*** Block opens ***

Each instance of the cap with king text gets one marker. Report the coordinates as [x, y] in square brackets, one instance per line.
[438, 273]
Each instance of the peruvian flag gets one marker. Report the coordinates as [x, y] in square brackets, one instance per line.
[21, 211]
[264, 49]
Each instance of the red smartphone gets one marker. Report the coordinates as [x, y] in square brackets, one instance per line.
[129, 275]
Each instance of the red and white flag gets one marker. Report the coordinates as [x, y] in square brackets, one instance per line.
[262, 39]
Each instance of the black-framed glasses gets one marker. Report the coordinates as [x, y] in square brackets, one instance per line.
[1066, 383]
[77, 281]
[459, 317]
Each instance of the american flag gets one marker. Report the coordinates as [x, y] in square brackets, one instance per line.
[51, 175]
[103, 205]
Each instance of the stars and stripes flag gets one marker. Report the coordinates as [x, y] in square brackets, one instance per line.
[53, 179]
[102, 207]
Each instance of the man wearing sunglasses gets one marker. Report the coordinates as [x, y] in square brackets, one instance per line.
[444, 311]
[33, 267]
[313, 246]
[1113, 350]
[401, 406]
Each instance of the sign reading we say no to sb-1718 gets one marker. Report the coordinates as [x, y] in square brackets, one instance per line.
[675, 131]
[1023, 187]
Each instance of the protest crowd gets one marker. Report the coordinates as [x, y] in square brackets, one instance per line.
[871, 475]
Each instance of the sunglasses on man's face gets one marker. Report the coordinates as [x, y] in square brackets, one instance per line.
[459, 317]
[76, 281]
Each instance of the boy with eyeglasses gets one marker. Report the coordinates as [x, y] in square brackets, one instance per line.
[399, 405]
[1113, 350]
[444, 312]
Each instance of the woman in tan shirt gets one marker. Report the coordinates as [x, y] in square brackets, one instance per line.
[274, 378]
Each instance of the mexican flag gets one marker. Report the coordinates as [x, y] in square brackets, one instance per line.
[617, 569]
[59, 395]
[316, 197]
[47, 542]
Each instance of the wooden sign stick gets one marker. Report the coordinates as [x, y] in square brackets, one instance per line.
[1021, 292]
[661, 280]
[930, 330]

*** Block closes ***

> **Work order**:
Each entry above needs to be retyped exactly as it appears.

> **The completed task**:
Each instance of the cap with king text gets one marker. Report the coordinates as [x, y] in square brackets, one instance per line.
[438, 273]
Each instance of the peruvian flag gets one marker. Report the coordinates as [x, y] in square brackets, one instance per line.
[21, 211]
[264, 49]
Each instance of the red smartphone gets one marker. Report the coordinates as [x, y] in square brackets, one instance per line.
[129, 275]
Each instance of the red and white flag gets one marker. Report the coordinates as [x, y] in square brackets, one instance per line.
[262, 39]
Each instance of the black-framed glasses gets one marker. Report the coordinates as [x, y] in square brackets, one instance per line.
[1066, 383]
[77, 281]
[459, 317]
Each instance of the american flag gets one marker. Report the coordinates as [x, y] in square brackets, one instance per line.
[51, 175]
[103, 205]
Each instance of the stars and stripes flag gets one marker. Report the coordinates as [x, y] in square brackets, one instance per line.
[53, 179]
[102, 207]
Each instance of the man wearing sunglasses gets one marker. Report the coordinates as [x, y] in square brackets, one instance per line.
[444, 311]
[33, 267]
[313, 246]
[1113, 350]
[401, 406]
Each instance of the sign reading we say no to sb-1718 gets one marker. Report the coordinates as [x, y] in square brackets, one instance per line.
[675, 131]
[1023, 187]
Each instance of the protest crowd gets one marker. Report the coordinates as [x, y] in square brackets, one instance per line.
[871, 475]
Each instance of the sunglasses on man's face gets one marker. Report the coordinates as [x, y] in square brackets, one instance per line.
[459, 317]
[76, 281]
Each instance of the boy with eyeglasses gets one marker. Report the coordinates as [x, y] in square brackets, one instance per line.
[399, 405]
[1113, 350]
[444, 312]
Each instance of the woman in tan shirt gets one marker. Report the coordinates as [x, y] in square brackets, one instance per line.
[274, 378]
Each instance of the mexican flag gets one marker. Report the coordinates as [x, y] in square brackets, one instance per line.
[617, 569]
[59, 395]
[316, 197]
[47, 542]
Each instance of the wooden sign stick gets one marker. Report the coordinates as [x, y] in square brackets, one instance per line.
[1021, 292]
[661, 280]
[930, 330]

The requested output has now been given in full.